Can you update the listing below so that each "logo sign" becomes "logo board" and every other line stays unchanged?

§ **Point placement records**
····················

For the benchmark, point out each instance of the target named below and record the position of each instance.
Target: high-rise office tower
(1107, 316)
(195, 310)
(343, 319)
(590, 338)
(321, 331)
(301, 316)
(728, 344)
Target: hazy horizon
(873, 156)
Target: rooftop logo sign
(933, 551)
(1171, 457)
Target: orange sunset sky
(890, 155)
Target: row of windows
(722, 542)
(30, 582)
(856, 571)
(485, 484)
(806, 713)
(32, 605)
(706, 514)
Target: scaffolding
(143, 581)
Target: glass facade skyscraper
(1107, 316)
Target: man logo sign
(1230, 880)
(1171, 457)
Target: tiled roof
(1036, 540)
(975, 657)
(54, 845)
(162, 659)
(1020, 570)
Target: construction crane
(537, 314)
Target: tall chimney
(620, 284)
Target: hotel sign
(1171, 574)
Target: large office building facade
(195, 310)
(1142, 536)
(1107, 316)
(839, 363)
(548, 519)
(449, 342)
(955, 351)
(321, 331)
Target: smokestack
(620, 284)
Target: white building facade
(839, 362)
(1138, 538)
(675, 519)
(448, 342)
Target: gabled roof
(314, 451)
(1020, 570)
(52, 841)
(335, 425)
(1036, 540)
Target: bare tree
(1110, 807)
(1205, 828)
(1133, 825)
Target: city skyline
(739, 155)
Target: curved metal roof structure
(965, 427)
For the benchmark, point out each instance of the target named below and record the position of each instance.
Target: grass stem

····················

§ **ANSWER TO THIS PROBLEM**
For the benchmark, point out each instance of the target named below and record the position of each instance.
Target: high-rise office tower
(1107, 316)
(195, 310)
(343, 319)
(590, 338)
(321, 331)
(301, 316)
(728, 344)
Target: hazy horizon
(873, 156)
Target: rooftop logo board
(933, 551)
(1171, 457)
Target: orange sunset sky
(890, 155)
Target: row of windows
(722, 542)
(30, 582)
(856, 571)
(485, 484)
(806, 713)
(32, 605)
(706, 514)
Target: scaffolding
(143, 581)
Target: glass facade skyscraper
(1107, 316)
Target: man logo board
(1230, 880)
(1171, 457)
Target: tiled roof
(1036, 540)
(975, 657)
(54, 845)
(162, 659)
(1020, 570)
Target: construction crane
(537, 314)
Target: tall chimney
(620, 284)
Target: hotel sign
(1171, 574)
Target: large office building facade
(195, 310)
(1142, 536)
(1107, 316)
(839, 363)
(548, 519)
(449, 342)
(955, 351)
(321, 331)
Target: smokestack
(620, 284)
Target: white building facade
(839, 362)
(1138, 538)
(675, 519)
(448, 342)
Target: gabled roof
(314, 451)
(1020, 570)
(52, 841)
(335, 425)
(1036, 540)
Target: bare tree
(1110, 807)
(1205, 828)
(1133, 825)
Target: city skyline
(739, 155)
Target: curved metal roof structure
(965, 427)
For the benchmark, point out each instance of the target named below and record the position of each instance.
Target: grass stem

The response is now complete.